TASK DETAILS:
Show every line of the records that contains the word "distant". Case counts.

SUPPLIED RECORDS:
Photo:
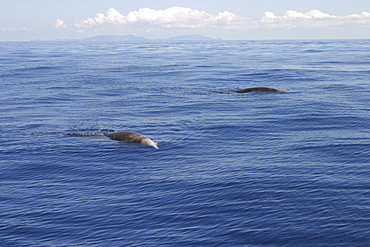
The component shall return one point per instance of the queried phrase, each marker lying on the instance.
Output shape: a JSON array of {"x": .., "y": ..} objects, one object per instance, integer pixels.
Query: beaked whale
[
  {"x": 123, "y": 136},
  {"x": 259, "y": 89}
]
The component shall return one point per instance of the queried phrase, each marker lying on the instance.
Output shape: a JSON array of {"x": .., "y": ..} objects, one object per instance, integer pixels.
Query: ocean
[{"x": 253, "y": 169}]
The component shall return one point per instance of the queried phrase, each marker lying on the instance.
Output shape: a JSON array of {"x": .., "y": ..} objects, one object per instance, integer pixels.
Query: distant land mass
[{"x": 127, "y": 38}]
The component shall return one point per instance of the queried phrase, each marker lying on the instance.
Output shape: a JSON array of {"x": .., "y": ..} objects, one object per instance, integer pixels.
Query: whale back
[
  {"x": 132, "y": 137},
  {"x": 260, "y": 89},
  {"x": 127, "y": 136}
]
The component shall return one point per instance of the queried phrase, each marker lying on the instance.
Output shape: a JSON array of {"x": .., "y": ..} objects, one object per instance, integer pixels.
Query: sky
[{"x": 22, "y": 20}]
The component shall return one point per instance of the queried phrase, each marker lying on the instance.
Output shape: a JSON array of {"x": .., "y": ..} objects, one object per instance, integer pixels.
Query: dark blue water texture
[{"x": 254, "y": 169}]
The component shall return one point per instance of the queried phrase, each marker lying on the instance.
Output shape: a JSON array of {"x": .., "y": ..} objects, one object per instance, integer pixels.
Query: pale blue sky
[{"x": 243, "y": 19}]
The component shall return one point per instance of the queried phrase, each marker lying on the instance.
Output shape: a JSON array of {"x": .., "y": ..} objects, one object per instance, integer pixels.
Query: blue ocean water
[{"x": 254, "y": 169}]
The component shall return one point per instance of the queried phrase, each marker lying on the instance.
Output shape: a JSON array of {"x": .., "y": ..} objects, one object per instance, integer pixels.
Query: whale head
[{"x": 149, "y": 142}]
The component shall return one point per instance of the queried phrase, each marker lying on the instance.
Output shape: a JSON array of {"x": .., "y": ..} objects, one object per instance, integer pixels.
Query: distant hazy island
[{"x": 127, "y": 38}]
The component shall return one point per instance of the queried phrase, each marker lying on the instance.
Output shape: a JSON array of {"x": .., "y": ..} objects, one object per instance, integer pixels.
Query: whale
[
  {"x": 126, "y": 136},
  {"x": 259, "y": 89}
]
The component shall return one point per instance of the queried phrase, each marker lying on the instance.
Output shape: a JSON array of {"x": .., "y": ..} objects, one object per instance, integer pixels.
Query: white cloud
[
  {"x": 59, "y": 24},
  {"x": 170, "y": 17},
  {"x": 312, "y": 19}
]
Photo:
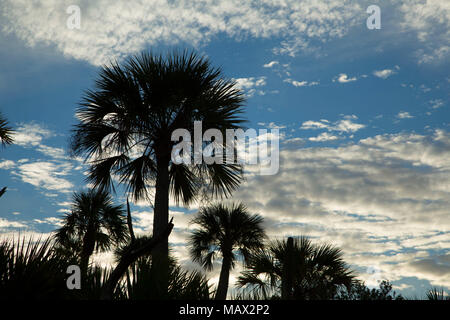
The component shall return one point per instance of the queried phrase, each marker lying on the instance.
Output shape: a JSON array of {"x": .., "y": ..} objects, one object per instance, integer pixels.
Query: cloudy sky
[{"x": 363, "y": 115}]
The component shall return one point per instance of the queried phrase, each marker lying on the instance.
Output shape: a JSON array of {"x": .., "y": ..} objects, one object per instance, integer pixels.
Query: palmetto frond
[
  {"x": 5, "y": 132},
  {"x": 126, "y": 123},
  {"x": 314, "y": 271},
  {"x": 222, "y": 230},
  {"x": 93, "y": 211}
]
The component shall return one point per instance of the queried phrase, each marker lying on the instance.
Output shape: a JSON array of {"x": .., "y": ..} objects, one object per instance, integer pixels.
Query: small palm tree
[
  {"x": 437, "y": 294},
  {"x": 31, "y": 270},
  {"x": 5, "y": 132},
  {"x": 94, "y": 223},
  {"x": 296, "y": 269},
  {"x": 5, "y": 138},
  {"x": 224, "y": 230}
]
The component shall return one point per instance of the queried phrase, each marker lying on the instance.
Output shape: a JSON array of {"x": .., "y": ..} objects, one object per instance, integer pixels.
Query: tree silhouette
[
  {"x": 94, "y": 223},
  {"x": 224, "y": 230},
  {"x": 5, "y": 132},
  {"x": 296, "y": 268},
  {"x": 127, "y": 121},
  {"x": 5, "y": 139}
]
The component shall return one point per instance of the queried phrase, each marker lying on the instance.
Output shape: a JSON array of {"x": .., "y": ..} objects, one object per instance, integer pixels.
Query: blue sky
[{"x": 363, "y": 116}]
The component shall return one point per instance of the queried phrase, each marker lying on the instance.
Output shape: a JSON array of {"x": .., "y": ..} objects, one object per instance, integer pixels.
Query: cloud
[
  {"x": 6, "y": 224},
  {"x": 384, "y": 200},
  {"x": 310, "y": 124},
  {"x": 346, "y": 125},
  {"x": 301, "y": 83},
  {"x": 30, "y": 134},
  {"x": 116, "y": 29},
  {"x": 271, "y": 64},
  {"x": 46, "y": 175},
  {"x": 385, "y": 73},
  {"x": 324, "y": 136},
  {"x": 437, "y": 103},
  {"x": 7, "y": 164},
  {"x": 404, "y": 115},
  {"x": 343, "y": 78},
  {"x": 251, "y": 84}
]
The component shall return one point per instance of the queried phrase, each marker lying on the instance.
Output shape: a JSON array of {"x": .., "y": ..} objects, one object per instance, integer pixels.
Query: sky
[{"x": 363, "y": 116}]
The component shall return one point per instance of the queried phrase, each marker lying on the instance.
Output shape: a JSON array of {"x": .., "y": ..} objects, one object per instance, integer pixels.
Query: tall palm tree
[
  {"x": 127, "y": 121},
  {"x": 94, "y": 223},
  {"x": 296, "y": 269},
  {"x": 5, "y": 139},
  {"x": 223, "y": 231},
  {"x": 5, "y": 132}
]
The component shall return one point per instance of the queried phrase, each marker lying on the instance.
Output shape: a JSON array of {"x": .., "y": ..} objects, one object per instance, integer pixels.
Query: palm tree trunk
[
  {"x": 222, "y": 287},
  {"x": 160, "y": 254},
  {"x": 287, "y": 277},
  {"x": 130, "y": 257},
  {"x": 87, "y": 251}
]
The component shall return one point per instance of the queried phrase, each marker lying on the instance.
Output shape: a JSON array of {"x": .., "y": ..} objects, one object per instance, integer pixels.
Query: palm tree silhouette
[
  {"x": 5, "y": 132},
  {"x": 94, "y": 224},
  {"x": 222, "y": 231},
  {"x": 296, "y": 269},
  {"x": 127, "y": 121},
  {"x": 5, "y": 139}
]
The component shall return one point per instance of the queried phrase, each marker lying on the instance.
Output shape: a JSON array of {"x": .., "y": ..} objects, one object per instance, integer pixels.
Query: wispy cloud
[
  {"x": 271, "y": 64},
  {"x": 324, "y": 136},
  {"x": 385, "y": 73},
  {"x": 296, "y": 83},
  {"x": 344, "y": 78},
  {"x": 404, "y": 115},
  {"x": 46, "y": 175},
  {"x": 346, "y": 125}
]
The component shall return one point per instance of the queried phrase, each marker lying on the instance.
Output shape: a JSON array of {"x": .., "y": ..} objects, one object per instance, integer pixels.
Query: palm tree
[
  {"x": 224, "y": 230},
  {"x": 5, "y": 138},
  {"x": 5, "y": 132},
  {"x": 30, "y": 269},
  {"x": 94, "y": 223},
  {"x": 127, "y": 121},
  {"x": 296, "y": 269}
]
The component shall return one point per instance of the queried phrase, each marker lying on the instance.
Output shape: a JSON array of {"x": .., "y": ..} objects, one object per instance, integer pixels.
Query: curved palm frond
[
  {"x": 5, "y": 132},
  {"x": 311, "y": 271},
  {"x": 126, "y": 122}
]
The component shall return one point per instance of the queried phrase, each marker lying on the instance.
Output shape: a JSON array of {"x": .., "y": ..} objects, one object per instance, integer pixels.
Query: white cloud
[
  {"x": 346, "y": 125},
  {"x": 7, "y": 164},
  {"x": 30, "y": 134},
  {"x": 385, "y": 194},
  {"x": 310, "y": 124},
  {"x": 6, "y": 224},
  {"x": 271, "y": 64},
  {"x": 343, "y": 78},
  {"x": 436, "y": 104},
  {"x": 251, "y": 82},
  {"x": 324, "y": 136},
  {"x": 384, "y": 74},
  {"x": 296, "y": 83},
  {"x": 46, "y": 175},
  {"x": 116, "y": 29},
  {"x": 404, "y": 115}
]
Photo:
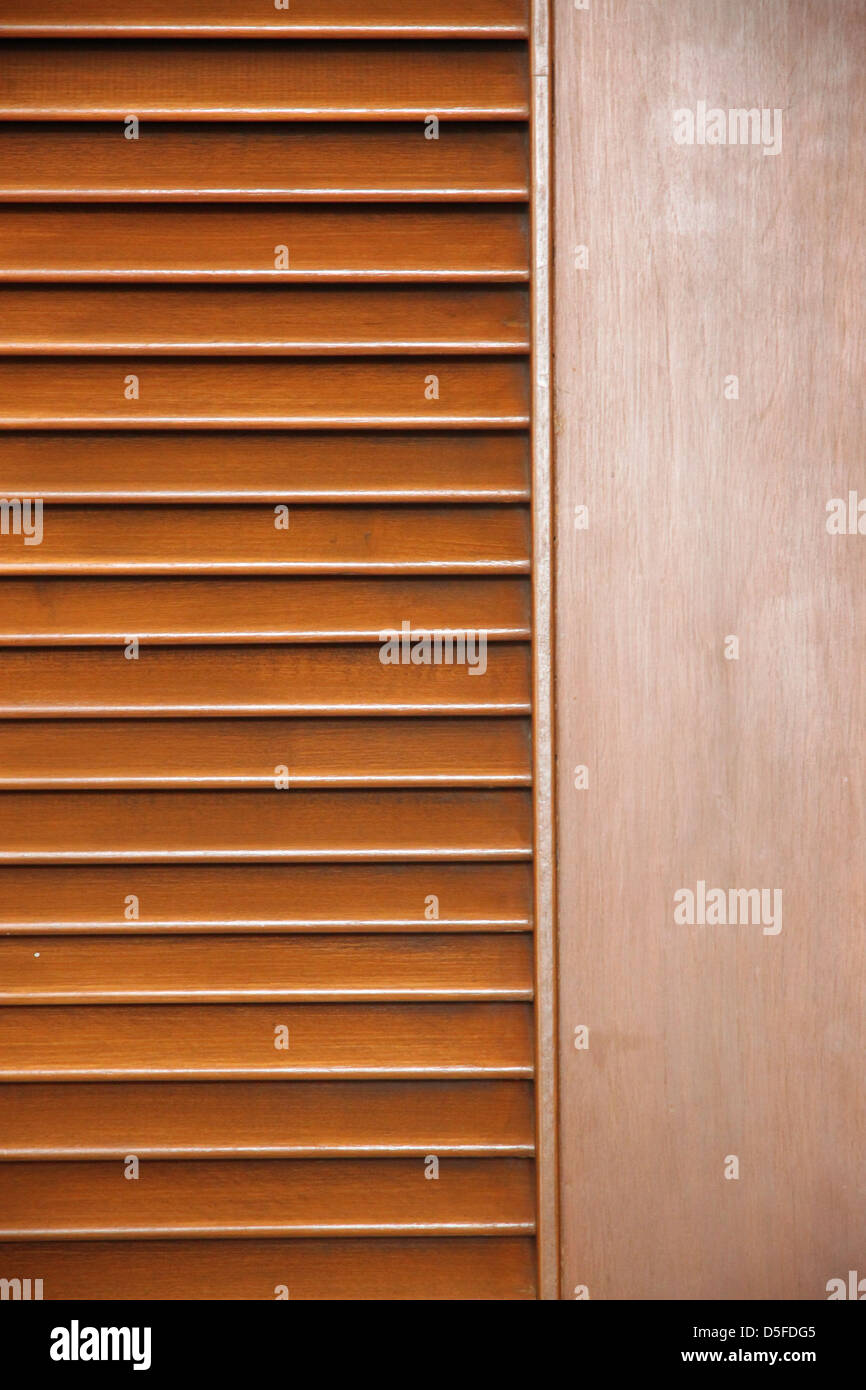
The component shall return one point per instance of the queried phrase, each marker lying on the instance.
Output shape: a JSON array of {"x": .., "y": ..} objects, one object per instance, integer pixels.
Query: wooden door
[{"x": 711, "y": 638}]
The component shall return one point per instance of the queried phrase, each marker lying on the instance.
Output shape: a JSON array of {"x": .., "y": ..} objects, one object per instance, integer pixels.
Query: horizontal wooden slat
[
  {"x": 103, "y": 467},
  {"x": 268, "y": 1197},
  {"x": 305, "y": 18},
  {"x": 264, "y": 540},
  {"x": 238, "y": 1040},
  {"x": 260, "y": 163},
  {"x": 266, "y": 1119},
  {"x": 434, "y": 1269},
  {"x": 46, "y": 827},
  {"x": 209, "y": 243},
  {"x": 207, "y": 898},
  {"x": 99, "y": 610},
  {"x": 316, "y": 81},
  {"x": 263, "y": 321},
  {"x": 248, "y": 969},
  {"x": 175, "y": 392},
  {"x": 243, "y": 752},
  {"x": 256, "y": 681}
]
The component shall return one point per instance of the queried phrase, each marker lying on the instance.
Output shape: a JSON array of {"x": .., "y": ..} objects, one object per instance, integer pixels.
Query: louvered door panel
[{"x": 267, "y": 895}]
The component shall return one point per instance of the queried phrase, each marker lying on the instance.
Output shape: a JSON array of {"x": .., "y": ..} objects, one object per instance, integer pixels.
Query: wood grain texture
[
  {"x": 238, "y": 1041},
  {"x": 207, "y": 898},
  {"x": 142, "y": 320},
  {"x": 243, "y": 752},
  {"x": 167, "y": 911},
  {"x": 253, "y": 681},
  {"x": 248, "y": 540},
  {"x": 104, "y": 466},
  {"x": 211, "y": 394},
  {"x": 260, "y": 1197},
  {"x": 266, "y": 1119},
  {"x": 245, "y": 969},
  {"x": 100, "y": 610},
  {"x": 305, "y": 18},
  {"x": 706, "y": 520},
  {"x": 387, "y": 242},
  {"x": 224, "y": 163},
  {"x": 435, "y": 1269},
  {"x": 186, "y": 81},
  {"x": 278, "y": 824}
]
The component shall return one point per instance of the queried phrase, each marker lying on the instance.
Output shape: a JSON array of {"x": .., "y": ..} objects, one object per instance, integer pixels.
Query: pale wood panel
[{"x": 706, "y": 519}]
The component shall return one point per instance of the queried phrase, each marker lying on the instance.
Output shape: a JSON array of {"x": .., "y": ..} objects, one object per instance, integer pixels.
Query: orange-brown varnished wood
[
  {"x": 207, "y": 898},
  {"x": 264, "y": 320},
  {"x": 264, "y": 1119},
  {"x": 253, "y": 681},
  {"x": 217, "y": 609},
  {"x": 267, "y": 540},
  {"x": 186, "y": 81},
  {"x": 63, "y": 161},
  {"x": 709, "y": 381},
  {"x": 267, "y": 1197},
  {"x": 136, "y": 389},
  {"x": 267, "y": 898},
  {"x": 387, "y": 242},
  {"x": 255, "y": 824},
  {"x": 228, "y": 969},
  {"x": 435, "y": 1269},
  {"x": 103, "y": 466},
  {"x": 305, "y": 18},
  {"x": 238, "y": 1040},
  {"x": 243, "y": 752}
]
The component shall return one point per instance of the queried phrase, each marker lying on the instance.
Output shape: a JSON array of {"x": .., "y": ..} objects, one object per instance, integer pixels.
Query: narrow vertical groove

CORRECT RESPONSE:
Query: distant land mass
Query: distant hazy island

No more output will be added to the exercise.